» Passage fourni
* * *

Il est intéressant de rappeler que l’exercice du pouvoir disciplinaire de l’employeur ne fait pas l’objet d’un contrôle a priori mais que le salarié peut saisir le conseil des prud’hommes pour obtenir l’annulation ou des dommages et intérêts, c’est en tout cas ce que préconise l’article L 1333-1 et L 1333-2 du code du travail. Lors d’un tel contrôle, les juges apprécient dans un premier temps la régularité de la procédure suivie, puis si les faits reprochés au salarié sont de nature à justifier une sanction : il y a donc examen de l’existence des faits, contrôle de la qualification de faute et aussi appréciation de la proportionnalité de la sanction par rapport à la faute commise. Selon un arrêt du 23 octobre 1991 de la chambre sociale de la Cour de cassation, le juge doit rechercher si le motif invoqué par l’employeur présente un caractère réel et sérieux pour prononcer le licenciement.

Ainsi l’employeur use de son pouvoir disciplinaire quand il prend une mesure à l’encontre d’un salarié à raison d’un comportement qu’il considère comme fautif. Cependant, dans l’exercice de ce pouvoir, il se peut que l’employeur ait préalablement recours à ce que l’on appelle une mesure conservatoire. Il est donc nécessaire de pouvoir faire la distinction entre les mesures qui relèvent du pouvoir disciplinaire de l’employeur de celles qui relèvent de son pouvoir de direction.

B. La qualification de mesure conservatoire

En l’espèce, suite à la faute constaté par l’employeur, le salarié a été affecté à un poste de conducteur « volant », non affecté à une ligne en particulier et sans horaires fixes. Il a alors subi un changement d’affectation avant la mise en œuvre d’une procédure disciplinaire.

L’assemblée plénière de la Cour de Cassation, dans un arrêt du 6 janvier 2012 s’était déjà prononcée sur la nature d’un retrait d’habilitation à l’encontre d’un salarié et avait précisé si il constituait une simple mesure de gestion du personnel, relevant du pouvoir de direction de l’employeur ou alors une sanction disciplinaire. Cette question est de nouveau reprise dans l’arrêt du 8 Octobre 2014. En effet, la problématique de cet arrêt est avant tout de savoir, si le changement d’affectation décidé en premier lieu est de nature disciplinaire et donc épuise le pouvoir disciplinaire ou bien si il est de nature conservatoire c’est à dire issus du pouvoir de direction que possède tout employeur et qui n’épuise pas le pouvoir disciplinaire en cas de faute mais l’appuie.

* * *

» Tâche demandée A
Reproduisez le passage de « Ainsi l’employeur use » à « d’une procédure disciplinaire. ».
» Tâche demandée B
D'après le passage, répondez :
(i) Quels articles du code du travail sont cités ?
(ii) À quel poste le salarié a-t-il été affecté après la faute constatée ?
(iii) Quelle formation de la Cour de cassation a rendu l'arrêt du 6 janvier 2012 ?
Servez-vous uniquement du passage.

» Lignes de données
* * *

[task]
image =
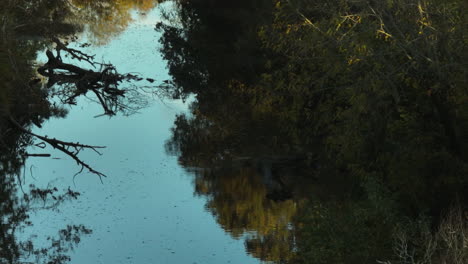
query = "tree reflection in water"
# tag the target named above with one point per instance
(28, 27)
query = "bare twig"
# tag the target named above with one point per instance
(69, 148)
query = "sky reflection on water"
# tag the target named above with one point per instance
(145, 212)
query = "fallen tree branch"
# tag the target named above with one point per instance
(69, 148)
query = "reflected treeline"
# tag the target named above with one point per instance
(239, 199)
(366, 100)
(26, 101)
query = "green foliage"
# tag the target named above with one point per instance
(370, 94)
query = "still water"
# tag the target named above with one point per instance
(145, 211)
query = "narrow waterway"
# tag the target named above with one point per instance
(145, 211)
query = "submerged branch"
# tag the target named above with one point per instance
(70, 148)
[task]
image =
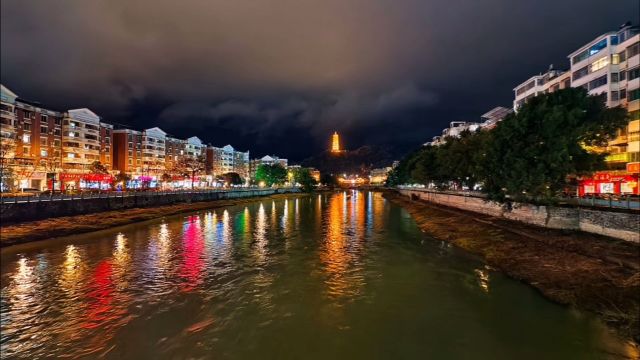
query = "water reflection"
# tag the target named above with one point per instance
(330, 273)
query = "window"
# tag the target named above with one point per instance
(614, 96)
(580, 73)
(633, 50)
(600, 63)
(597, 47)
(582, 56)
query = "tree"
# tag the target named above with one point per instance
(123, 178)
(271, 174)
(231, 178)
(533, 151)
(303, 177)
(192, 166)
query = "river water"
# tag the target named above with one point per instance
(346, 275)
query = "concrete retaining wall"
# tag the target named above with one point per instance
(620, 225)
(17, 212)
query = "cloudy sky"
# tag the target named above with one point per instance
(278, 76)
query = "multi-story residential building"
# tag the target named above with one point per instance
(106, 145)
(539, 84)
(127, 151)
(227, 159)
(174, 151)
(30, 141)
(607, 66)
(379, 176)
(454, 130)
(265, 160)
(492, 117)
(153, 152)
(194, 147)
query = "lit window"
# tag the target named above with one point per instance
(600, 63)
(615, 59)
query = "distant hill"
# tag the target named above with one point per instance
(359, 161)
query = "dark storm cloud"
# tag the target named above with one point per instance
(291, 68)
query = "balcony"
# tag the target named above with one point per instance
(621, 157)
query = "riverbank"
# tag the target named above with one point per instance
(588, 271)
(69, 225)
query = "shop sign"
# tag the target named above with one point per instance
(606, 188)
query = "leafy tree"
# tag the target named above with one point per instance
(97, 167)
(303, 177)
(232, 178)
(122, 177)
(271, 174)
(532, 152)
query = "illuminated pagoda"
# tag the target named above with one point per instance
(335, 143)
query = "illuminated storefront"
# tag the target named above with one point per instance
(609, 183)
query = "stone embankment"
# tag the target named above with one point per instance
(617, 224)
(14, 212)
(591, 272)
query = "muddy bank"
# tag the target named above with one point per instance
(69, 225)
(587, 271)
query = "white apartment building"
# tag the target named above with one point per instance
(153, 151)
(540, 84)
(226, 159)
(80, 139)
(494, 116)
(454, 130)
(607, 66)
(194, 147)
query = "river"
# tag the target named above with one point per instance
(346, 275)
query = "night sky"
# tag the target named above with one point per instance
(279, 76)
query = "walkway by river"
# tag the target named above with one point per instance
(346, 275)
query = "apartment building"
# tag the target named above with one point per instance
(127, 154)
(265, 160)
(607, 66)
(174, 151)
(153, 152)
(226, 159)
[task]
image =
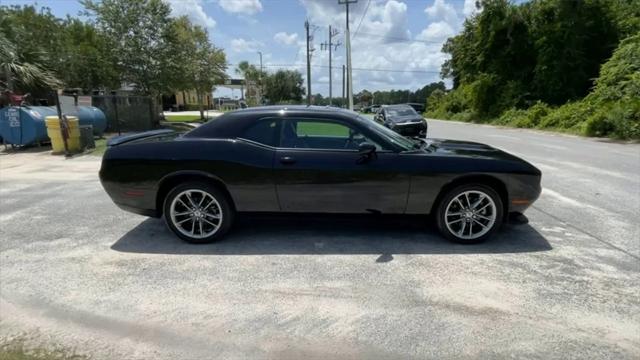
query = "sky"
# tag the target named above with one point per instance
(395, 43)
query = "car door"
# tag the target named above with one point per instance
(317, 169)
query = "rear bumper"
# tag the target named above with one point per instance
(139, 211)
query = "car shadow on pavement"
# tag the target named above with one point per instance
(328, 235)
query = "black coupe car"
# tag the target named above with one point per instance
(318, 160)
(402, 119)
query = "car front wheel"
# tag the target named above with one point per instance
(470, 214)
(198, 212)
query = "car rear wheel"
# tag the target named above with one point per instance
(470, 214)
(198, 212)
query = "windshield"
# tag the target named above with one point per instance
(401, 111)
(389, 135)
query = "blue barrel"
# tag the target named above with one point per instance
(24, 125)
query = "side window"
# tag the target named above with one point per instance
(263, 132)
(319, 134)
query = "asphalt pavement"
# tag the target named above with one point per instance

* * *

» Résultat A
Ainsi l’employeur use de son pouvoir disciplinaire quand il prend une mesure à l’encontre d’un salarié à raison d’un comportement qu’il considère comme fautif. Cependant, dans l’exercice de ce pouvoir, il se peut que l’employeur ait préalablement recours à ce que l’on appelle une mesure conservatoire. Il est donc nécessaire de pouvoir faire la distinction entre les mesures qui relèvent du pouvoir disciplinaire de l’employeur de celles qui relèvent de son pouvoir de direction.

B. La qualification de mesure conservatoire

En l’espèce, suite à la faute constaté par l’employeur, le salarié a été affecté à un poste de conducteur « volant », non affecté à une ligne en particulier et sans horaires fixes. Il a alors subi un changement d’affectation avant la mise en œuvre d’une procédure disciplinaire.

» Résultat B
(i) Les articles L 1333-1 et L 1333-2.
(ii) Un poste de conducteur « volant ».
(iii) L'assemblée plénière.